Article:
============================================================

First 5 Calculations out of 500000000 : 
841 + 299
944 + 447
395 + 755
952 + 235
367 + 421

Results from GPU:
1140
1391
1150
1187
788

time to do everything: 1427178 microseconds

time to do only calculation: 39719 microseconds



## Comparing to CPU

In [7]:
%%cuda
#include <iostream>
#include <thread>
#include <vector>
#include <stdlib.h>
#include <ctime>
#include <chrono>

using namespace std::chrono;
using namespace std;

void addInts(int *a, int *b, int start, int end) {
    for (int i = start; i < end; ++i) {
        a[i] += b[i];
    }
}

int main() {
    srand(time(NULL));
    int count = 500000000;
    int *h_a = new int[count];
    int *h_b = new int[count];

    for (int i = 0; i < count; i++) {
        h_a[i] = rand() % 1000;
        h_b[i] = rand() % 1000;
    }

    auto start = high_resolution_clock::now();

    cout << "First 5 Calculations out of " << count << " : " << endl;
    for (int i = 0; i < 5; i++) {
        cout << h_a[i] << " + " << h_b[i] << endl;
    }

    int numThreads = 8;
    vector<thread> threads;
    int chunkSize = count / numThreads;

    for (int i = 0; i < numThreads; ++i) {
        int startIdx = i * chunkSize;
        int endIdx = (i == numThreads - 1) ? count : startIdx + chunkSize;
        threads.push_back(thread(addInts, h_a, h_b, startIdx, endIdx));
    }

    for (auto &t : threads) {
        t.join();
    }

    auto stop = high_resolution_clock::now();
    auto duration = duration_cast<microseconds>(stop - start);

    cout << endl << "Results from CPU:" << endl;
    for (int i = 0; i < 5; i++) {
        cout << h_a[i] << endl;
    }

    cout << endl << "time to do all calculations: " << duration.count() << " microseconds" << endl;

    delete[] h_a;
    delete[] h_b;

    return 0;
}

First 5 Calculations out of 500000000 : 
638 + 932
663 + 716
385 + 660
874 + 113
124 + 716

Results from CPU:
1570
1379
1045
987
840

time to do all calculations: 310649 microseconds



example of how ludicrously long it takes a GPU to get data vs how fast the calculations get done.

## Memory in CUDA
https://www.youtube.com/watch?v=RY2_8wB2QY4&list=PLKK11Ligqititws0ZOoGk3SW-TZCar4dK&index=5

---

**note this is an old video, so some of this might be pretty different**

Host can read or write to:
- Global
- Constant
- Texture

All blocks can read or write from Global, constant (?) or texture (?)

Blocks have shared memory that's accessible to each thread, each thread has local memory and registers.

============================================================

Required work:
1. Answer the following questions using the CUDA notes.
(a) How many threads does the CPU comparison program create?
(b) How long does the GPU run report for doing only the calculation?
(c) Which three kinds of memory can the host read or write to?
2. Return the rows from the line that contains "Return one point per instance of the woman in" through the line that contains "<point>428,264</point>", including both of those lines.
The text and the rows come from unrelated sources.

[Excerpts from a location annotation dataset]
============================================================

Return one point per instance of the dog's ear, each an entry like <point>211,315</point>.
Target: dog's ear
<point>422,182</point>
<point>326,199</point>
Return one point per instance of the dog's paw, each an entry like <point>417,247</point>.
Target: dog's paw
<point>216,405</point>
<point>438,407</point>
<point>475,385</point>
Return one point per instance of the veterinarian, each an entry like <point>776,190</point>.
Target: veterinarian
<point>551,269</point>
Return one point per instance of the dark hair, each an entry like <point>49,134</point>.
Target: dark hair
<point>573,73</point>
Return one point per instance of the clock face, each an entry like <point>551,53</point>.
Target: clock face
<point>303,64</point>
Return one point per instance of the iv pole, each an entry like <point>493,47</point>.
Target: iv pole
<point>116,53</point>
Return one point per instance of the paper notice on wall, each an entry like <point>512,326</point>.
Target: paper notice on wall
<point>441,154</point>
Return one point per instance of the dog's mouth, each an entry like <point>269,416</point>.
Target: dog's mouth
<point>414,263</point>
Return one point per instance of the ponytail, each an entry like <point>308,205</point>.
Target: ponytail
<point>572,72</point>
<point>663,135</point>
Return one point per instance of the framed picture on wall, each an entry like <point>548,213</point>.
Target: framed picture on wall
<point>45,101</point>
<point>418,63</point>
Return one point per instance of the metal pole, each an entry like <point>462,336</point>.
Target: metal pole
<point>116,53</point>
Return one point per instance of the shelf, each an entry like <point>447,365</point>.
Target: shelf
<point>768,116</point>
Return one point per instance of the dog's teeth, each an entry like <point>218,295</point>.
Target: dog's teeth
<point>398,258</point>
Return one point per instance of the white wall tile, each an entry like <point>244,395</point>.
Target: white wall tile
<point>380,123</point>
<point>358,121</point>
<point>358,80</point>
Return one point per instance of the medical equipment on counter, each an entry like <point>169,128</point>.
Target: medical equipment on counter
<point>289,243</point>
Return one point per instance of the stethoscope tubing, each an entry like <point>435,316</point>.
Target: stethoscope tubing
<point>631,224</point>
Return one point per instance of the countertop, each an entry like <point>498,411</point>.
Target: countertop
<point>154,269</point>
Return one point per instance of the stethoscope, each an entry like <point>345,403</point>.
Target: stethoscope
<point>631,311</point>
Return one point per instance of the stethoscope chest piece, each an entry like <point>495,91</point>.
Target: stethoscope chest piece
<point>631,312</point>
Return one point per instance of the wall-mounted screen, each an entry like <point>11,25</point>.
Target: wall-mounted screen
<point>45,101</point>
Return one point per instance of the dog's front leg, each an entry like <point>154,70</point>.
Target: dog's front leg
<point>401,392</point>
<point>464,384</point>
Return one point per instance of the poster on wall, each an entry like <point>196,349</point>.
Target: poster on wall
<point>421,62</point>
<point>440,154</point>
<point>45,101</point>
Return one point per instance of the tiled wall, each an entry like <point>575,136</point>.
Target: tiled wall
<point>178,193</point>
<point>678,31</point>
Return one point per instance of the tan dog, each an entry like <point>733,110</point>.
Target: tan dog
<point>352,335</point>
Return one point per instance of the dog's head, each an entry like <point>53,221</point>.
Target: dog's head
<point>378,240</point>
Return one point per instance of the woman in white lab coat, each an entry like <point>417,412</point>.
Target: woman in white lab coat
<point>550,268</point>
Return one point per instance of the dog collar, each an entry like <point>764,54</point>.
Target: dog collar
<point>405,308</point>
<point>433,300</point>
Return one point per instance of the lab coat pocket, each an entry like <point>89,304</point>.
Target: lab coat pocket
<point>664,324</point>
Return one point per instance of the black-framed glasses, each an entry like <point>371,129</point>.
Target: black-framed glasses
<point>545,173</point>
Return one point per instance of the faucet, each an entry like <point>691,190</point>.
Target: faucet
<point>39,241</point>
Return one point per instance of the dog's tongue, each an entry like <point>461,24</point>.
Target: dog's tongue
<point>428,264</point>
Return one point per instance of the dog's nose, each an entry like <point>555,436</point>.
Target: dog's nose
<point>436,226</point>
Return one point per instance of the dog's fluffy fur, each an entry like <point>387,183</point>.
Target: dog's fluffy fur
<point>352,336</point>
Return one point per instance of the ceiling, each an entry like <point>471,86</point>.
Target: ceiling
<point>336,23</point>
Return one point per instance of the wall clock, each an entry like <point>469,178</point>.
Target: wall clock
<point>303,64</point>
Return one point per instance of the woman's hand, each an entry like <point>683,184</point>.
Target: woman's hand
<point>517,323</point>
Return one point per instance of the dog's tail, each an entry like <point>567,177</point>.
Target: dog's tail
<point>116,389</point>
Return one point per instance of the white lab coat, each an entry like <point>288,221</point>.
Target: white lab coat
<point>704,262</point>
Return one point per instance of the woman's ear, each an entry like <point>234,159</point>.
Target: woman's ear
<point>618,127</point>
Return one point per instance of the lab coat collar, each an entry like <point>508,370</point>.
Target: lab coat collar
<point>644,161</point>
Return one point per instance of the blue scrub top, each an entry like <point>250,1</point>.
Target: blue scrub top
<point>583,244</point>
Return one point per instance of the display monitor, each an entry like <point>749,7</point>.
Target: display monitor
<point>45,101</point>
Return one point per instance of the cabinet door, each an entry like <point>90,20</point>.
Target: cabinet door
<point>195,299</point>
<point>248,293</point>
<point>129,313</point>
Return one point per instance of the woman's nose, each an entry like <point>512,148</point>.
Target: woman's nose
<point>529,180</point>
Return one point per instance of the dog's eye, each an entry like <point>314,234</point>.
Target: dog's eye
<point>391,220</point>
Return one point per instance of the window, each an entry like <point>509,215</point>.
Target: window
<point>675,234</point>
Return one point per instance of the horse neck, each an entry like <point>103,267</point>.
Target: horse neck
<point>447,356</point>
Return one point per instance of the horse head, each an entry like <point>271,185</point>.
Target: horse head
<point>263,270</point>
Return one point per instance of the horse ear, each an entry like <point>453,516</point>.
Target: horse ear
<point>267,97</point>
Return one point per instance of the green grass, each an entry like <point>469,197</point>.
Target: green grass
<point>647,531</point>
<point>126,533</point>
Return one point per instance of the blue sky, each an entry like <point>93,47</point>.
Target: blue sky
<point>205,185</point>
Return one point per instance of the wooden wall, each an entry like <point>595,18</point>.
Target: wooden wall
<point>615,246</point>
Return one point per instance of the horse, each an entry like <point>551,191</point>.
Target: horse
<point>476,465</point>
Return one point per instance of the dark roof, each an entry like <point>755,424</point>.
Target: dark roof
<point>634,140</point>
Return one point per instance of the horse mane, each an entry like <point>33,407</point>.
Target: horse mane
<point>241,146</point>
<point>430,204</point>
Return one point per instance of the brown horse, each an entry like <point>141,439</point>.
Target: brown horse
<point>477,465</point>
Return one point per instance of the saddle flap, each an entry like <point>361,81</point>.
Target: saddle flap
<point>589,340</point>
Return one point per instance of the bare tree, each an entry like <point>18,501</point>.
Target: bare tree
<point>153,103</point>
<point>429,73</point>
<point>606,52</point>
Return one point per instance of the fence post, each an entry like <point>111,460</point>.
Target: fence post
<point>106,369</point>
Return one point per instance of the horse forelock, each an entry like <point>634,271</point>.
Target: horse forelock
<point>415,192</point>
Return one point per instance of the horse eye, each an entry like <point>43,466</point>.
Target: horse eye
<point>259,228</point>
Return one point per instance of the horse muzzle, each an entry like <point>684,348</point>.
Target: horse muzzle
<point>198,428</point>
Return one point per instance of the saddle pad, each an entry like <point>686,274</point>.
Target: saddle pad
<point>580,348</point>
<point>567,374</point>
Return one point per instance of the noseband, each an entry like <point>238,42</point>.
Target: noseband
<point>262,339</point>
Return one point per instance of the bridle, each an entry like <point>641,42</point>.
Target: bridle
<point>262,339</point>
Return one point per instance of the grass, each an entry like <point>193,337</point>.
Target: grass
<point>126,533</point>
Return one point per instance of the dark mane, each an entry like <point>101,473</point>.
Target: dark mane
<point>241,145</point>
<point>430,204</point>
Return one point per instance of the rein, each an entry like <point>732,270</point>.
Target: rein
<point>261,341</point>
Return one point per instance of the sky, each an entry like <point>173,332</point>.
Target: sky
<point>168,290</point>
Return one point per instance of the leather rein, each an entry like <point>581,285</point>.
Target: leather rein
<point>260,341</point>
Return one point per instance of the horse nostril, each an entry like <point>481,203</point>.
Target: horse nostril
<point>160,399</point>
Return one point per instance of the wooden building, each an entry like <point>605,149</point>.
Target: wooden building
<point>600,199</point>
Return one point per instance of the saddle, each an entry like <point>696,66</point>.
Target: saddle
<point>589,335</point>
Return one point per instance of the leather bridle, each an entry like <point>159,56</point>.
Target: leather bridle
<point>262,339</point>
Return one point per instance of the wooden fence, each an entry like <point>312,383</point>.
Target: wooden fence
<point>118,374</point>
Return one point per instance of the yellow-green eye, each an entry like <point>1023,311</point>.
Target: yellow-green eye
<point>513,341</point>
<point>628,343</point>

============================================================

Correct answers:
1.
(a) 8
(b) 39719 microseconds
(c) Global, Constant, and Texture

2.
Return one point per instance of the woman in white lab coat, each an entry like <point>417,412</point>.
Target: woman in white lab coat
<point>550,268</point>
Return one point per instance of the dog collar, each an entry like <point>764,54</point>.
Target: dog collar
<point>405,308</point>
<point>433,300</point>
Return one point per instance of the lab coat pocket, each an entry like <point>89,304</point>.
Target: lab coat pocket
<point>664,324</point>
Return one point per instance of the black-framed glasses, each an entry like <point>371,129</point>.
Target: black-framed glasses
<point>545,173</point>
Return one point per instance of the faucet, each an entry like <point>691,190</point>.
Target: faucet
<point>39,241</point>
Return one point per instance of the dog's tongue, each an entry like <point>461,24</point>.
Target: dog's tongue
<point>428,264</point>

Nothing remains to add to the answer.